Work instruction
Your answer must be an exact copy of every record.

Point-per-instance localization data:
════════
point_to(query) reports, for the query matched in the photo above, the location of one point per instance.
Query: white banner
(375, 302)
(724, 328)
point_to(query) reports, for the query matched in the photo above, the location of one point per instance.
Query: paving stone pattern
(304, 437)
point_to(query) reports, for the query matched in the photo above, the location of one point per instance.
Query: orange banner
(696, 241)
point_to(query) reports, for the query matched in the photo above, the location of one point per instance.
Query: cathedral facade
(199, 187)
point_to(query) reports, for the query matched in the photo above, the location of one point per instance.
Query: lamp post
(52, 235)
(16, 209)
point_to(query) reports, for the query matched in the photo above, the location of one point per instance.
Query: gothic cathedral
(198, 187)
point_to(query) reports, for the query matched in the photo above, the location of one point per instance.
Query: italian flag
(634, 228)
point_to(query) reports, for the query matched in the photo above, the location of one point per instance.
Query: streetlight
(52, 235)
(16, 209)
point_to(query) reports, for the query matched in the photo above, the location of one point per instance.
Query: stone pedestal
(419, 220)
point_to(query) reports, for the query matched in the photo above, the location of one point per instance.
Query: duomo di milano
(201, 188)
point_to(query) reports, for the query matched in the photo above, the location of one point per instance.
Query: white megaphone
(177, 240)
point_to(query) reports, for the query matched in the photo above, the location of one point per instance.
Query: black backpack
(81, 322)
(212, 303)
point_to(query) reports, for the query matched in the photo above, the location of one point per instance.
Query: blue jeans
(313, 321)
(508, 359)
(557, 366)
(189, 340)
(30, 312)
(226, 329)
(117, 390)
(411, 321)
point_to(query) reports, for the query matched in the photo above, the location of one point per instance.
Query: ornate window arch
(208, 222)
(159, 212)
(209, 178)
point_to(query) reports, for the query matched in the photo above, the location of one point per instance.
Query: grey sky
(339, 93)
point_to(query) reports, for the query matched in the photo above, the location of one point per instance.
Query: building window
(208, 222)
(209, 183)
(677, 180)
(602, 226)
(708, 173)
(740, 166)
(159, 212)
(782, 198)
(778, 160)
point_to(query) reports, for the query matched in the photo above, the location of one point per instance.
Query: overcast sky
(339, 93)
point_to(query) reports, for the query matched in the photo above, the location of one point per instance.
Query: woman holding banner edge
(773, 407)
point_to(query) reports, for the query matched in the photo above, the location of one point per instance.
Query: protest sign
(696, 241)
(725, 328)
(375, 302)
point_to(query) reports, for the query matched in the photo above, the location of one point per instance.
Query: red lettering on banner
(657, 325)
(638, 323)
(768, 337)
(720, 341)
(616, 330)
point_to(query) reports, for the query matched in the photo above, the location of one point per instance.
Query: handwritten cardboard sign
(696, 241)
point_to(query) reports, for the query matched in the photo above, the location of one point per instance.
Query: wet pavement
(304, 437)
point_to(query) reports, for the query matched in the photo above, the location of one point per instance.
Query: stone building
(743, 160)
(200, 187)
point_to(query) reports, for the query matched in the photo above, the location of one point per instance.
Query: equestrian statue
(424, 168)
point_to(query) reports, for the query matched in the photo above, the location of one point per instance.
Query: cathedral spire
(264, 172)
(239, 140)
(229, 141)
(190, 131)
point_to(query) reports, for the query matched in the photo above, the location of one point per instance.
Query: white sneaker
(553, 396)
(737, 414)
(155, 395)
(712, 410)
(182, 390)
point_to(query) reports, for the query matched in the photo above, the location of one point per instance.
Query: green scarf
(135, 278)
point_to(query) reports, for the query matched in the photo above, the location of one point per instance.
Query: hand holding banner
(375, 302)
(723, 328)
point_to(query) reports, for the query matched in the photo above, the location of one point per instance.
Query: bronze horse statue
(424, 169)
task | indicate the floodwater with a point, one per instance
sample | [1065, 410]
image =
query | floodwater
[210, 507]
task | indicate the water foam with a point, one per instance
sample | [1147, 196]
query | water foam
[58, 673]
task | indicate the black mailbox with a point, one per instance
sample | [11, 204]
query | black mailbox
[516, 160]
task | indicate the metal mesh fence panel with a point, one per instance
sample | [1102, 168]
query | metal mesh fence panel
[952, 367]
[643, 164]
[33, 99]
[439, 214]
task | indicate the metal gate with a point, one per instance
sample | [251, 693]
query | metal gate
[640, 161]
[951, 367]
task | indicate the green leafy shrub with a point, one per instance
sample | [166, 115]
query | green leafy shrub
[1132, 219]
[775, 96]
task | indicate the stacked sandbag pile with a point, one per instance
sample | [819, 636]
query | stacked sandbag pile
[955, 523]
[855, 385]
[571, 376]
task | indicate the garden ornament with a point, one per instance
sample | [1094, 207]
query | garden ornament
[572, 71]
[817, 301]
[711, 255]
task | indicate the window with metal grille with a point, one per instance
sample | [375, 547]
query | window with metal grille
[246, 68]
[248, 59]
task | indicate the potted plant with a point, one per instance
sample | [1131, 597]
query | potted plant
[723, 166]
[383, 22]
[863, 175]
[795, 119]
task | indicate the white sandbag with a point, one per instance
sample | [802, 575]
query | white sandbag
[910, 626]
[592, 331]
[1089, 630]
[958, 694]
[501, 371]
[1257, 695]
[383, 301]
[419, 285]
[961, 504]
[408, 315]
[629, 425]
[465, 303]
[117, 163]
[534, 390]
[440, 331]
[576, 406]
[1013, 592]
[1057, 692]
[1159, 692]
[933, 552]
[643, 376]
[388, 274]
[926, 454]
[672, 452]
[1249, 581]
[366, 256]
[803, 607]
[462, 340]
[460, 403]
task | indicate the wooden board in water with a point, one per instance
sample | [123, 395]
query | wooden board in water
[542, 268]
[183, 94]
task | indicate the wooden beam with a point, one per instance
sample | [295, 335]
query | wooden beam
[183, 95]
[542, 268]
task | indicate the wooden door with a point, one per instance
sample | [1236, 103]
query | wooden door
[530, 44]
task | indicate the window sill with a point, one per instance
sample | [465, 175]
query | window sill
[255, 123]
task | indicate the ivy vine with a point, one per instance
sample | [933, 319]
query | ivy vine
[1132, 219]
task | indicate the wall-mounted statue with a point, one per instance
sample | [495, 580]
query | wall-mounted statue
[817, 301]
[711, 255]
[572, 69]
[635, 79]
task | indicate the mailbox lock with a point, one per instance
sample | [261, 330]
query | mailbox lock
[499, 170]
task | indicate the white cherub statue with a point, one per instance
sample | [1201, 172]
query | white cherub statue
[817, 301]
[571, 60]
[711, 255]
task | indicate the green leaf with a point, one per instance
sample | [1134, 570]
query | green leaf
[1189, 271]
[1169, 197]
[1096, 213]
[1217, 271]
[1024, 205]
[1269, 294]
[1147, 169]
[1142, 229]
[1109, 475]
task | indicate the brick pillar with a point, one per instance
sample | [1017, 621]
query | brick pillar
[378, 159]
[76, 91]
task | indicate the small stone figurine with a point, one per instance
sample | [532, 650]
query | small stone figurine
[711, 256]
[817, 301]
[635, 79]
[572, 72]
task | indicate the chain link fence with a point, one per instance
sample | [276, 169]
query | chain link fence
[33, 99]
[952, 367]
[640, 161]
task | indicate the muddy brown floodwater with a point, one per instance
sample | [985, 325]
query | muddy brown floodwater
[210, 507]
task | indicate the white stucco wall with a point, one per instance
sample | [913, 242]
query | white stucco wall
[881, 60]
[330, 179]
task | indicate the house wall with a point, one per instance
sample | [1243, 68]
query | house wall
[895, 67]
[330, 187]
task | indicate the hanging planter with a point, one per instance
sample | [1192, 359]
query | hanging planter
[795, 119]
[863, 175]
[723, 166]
════════
Task output
point_to(query) reports, for the query matched in the photo above, the location of one point per instance.
Query: white banner
(375, 302)
(724, 328)
point_to(query) reports, for the query matched in the photo above, the location of one point per instance.
Query: paving stone pattern
(304, 437)
point_to(query) reports, for the query matched in the photo above, the location of one point per instance.
Query: orange banner
(696, 241)
point_to(query) reports, for the query matched in the photo above, the location of one point per instance.
Query: cathedral facade
(199, 187)
point_to(query) reports, for the query matched in the photo above, the location of one point per instance.
Query: lamp post
(52, 235)
(16, 209)
point_to(query) reports, for the query matched in the photo above, the location of one point per instance.
Query: gothic cathedral
(198, 187)
point_to(query) reports, for the query matched in the photo above, the location of one point per instance.
Query: italian flag
(634, 228)
point_to(query) reports, for the query matched in the photo above, the location of one point per instance.
Query: streetlight
(52, 235)
(16, 209)
point_to(query) reports, for the query matched in the photo above, the location of one point per instance.
Query: stone pedestal
(419, 220)
point_to(query) reports, for the query matched in the photo above, the location of one point per instance.
Query: duomo di milano
(201, 188)
point_to(query) reports, for the query matched in the photo above, the location of one point per instance.
Query: white megaphone
(177, 240)
point_to(query) reports, for the query matched in the photo above, the location of one point per instance.
Query: black backpack
(81, 322)
(212, 303)
point_to(query) reports, for the query matched in the photo above, the location of one point per instance.
Query: blue jeans
(313, 321)
(508, 359)
(557, 366)
(189, 340)
(30, 312)
(226, 329)
(117, 390)
(411, 321)
point_to(query) reports, for the query matched in the photo above, the location of one point per instance.
Query: ornate window arch
(208, 222)
(159, 212)
(209, 178)
point_to(query) reports, for the query matched in the photo above, the location of one point per instance.
Query: grey sky
(339, 93)
point_to(query) reports, for the query matched in the photo above, the location of one point per instance.
Query: building window
(208, 222)
(209, 183)
(677, 180)
(602, 226)
(708, 173)
(740, 166)
(159, 212)
(782, 198)
(778, 160)
point_to(query) reports, for the query matched in the photo above, the location of one point per instance.
Query: overcast sky
(339, 93)
point_to(query) reports, for the query matched in the photo above, the location of one point per instance.
Query: woman holding banner edge
(773, 407)
point_to(query) reports, for the query matched in the photo above, the location of one point per instance.
Query: protest sign
(696, 241)
(725, 328)
(375, 302)
point_to(query) reports, for the query matched in the photo above, the location of one point per instance.
Query: red lettering on banner
(657, 325)
(638, 323)
(768, 337)
(720, 341)
(616, 330)
point_to(query) reports, for the query matched in the photo above, the location of one point per instance.
Query: handwritten cardboard sign
(696, 241)
point_to(query) reports, for the query matched in the photo above, the location of one point per instance.
Query: wet pavement
(304, 437)
point_to(query) reports, for the query matched in the photo above, the location of one point per instance.
Query: stone building
(743, 160)
(200, 187)
point_to(query) reports, for the query matched in the photo above, the location of one point per instance.
Query: equestrian statue
(424, 168)
point_to(query) reports, for the query matched in the photo above, the location of one point per instance.
Query: cathedral spire
(264, 172)
(239, 140)
(229, 141)
(190, 131)
point_to(query) reports, for the query matched in the photo above, the location of one point per instance.
Query: white sneaker
(553, 396)
(737, 414)
(155, 395)
(712, 410)
(182, 390)
point_to(query) reports, for the query matched in the photo above, the location of one point per instance.
Query: green scarf
(135, 278)
point_to(query) reports, for the query matched in the photo above, the location of one point per instance.
Query: hand holding banner
(375, 302)
(723, 328)
point_to(query) reports, for the query matched in the photo above, the location of one point per instance.
Query: bronze horse statue
(424, 169)
task | indicate the floodwater with a point, one per instance
sample | [1065, 410]
image =
query | floodwater
[210, 507]
task | indicate the water foam with a point, one per instance
sample | [1147, 196]
query | water foam
[58, 673]
task | indicate the black mailbox with a point, one per instance
sample | [11, 204]
query | black mailbox
[516, 160]
task | indicate the metal mesh fence panel with a point, one per instance
sample | [1102, 168]
query | metal mesh fence panel
[952, 367]
[643, 164]
[33, 99]
[439, 214]
task | indicate the metal gate with a point, one per instance
sample | [251, 693]
query | metal gate
[640, 161]
[951, 367]
task | indicate the green leafy shrub with a point, one per instance
sample | [166, 115]
query | green leafy shrub
[1132, 219]
[775, 96]
task | indicate the stacked sandbag pile with a point, one per instance
sample | [819, 636]
query | stacked sandbag pile
[955, 523]
[855, 385]
[571, 376]
task | indicate the garden ornament with a point, one per instance
sample | [1094, 207]
query | garden ornament
[572, 71]
[817, 301]
[711, 255]
task | indicate the window with metal grille with a point, one per instance
sample | [375, 547]
query | window with metal grille
[246, 68]
[248, 59]
task | indicate the potted plant with a point, one per instance
sample | [1131, 597]
query | potted plant
[723, 166]
[383, 22]
[863, 175]
[795, 119]
task | indicate the white sandbag with a point, one per instance
sample | [802, 575]
query | white sandbag
[910, 626]
[592, 331]
[1089, 630]
[958, 694]
[501, 371]
[1257, 695]
[383, 301]
[419, 285]
[961, 504]
[408, 315]
[629, 425]
[465, 303]
[117, 163]
[534, 390]
[440, 331]
[576, 406]
[1013, 592]
[1057, 692]
[1159, 692]
[933, 552]
[643, 376]
[388, 274]
[926, 454]
[672, 452]
[1249, 581]
[366, 256]
[803, 607]
[462, 340]
[460, 403]
task | indicate the wooden board in water with a point, one per instance
sample | [123, 395]
query | wooden board in water
[542, 268]
[183, 94]
task | indicate the wooden beam with a point, one per instance
sample | [295, 335]
query | wooden beam
[183, 95]
[542, 268]
task | indicate the wooden door with a point, one per instance
sample | [1236, 103]
query | wooden door
[530, 44]
task | indicate the window sill with a point, one per instance
sample | [465, 175]
query | window sill
[255, 123]
task | indicate the ivy vine with a point, one per instance
sample | [933, 319]
query | ivy vine
[1132, 219]
task | indicate the wall-mounted statue with a point, one per instance
sample | [495, 580]
query | wall-mounted statue
[817, 301]
[711, 255]
[572, 69]
[635, 79]
task | indicate the mailbox lock with a point, one per instance
sample | [261, 330]
query | mailbox lock
[499, 170]
task | indicate the white cherub statue with a point, one per instance
sample | [1201, 172]
query | white cherub statue
[817, 301]
[571, 60]
[711, 255]
task | indicate the green leaf with a point, one per instance
sample | [1134, 570]
query | green leaf
[1189, 271]
[1169, 197]
[1096, 213]
[1217, 271]
[1024, 205]
[1269, 294]
[1147, 169]
[1142, 229]
[1109, 475]
task | indicate the brick pillar with a point, one per instance
sample | [1017, 621]
query | brick pillar
[378, 159]
[76, 91]
task | indicate the small stone figurine with a point, one per instance
sample | [532, 650]
query | small stone figurine
[711, 256]
[817, 301]
[635, 79]
[572, 72]
task | indicate the chain link fence with a point, one per instance
sample | [276, 169]
query | chain link fence
[33, 99]
[952, 367]
[640, 161]
task | indicate the muddy brown floodwater with a point, one per instance
sample | [985, 325]
query | muddy brown floodwater
[210, 507]
task | indicate the white stucco wall with a point, one per instance
sample | [913, 242]
query | white stucco wall
[881, 60]
[330, 179]
task | indicate the house wall with a point, one per instance
sample | [1243, 68]
query | house wall
[895, 67]
[330, 187]
task | indicate the hanging planter with a point, one per instance
sample | [1192, 359]
query | hanging planter
[795, 119]
[863, 175]
[723, 166]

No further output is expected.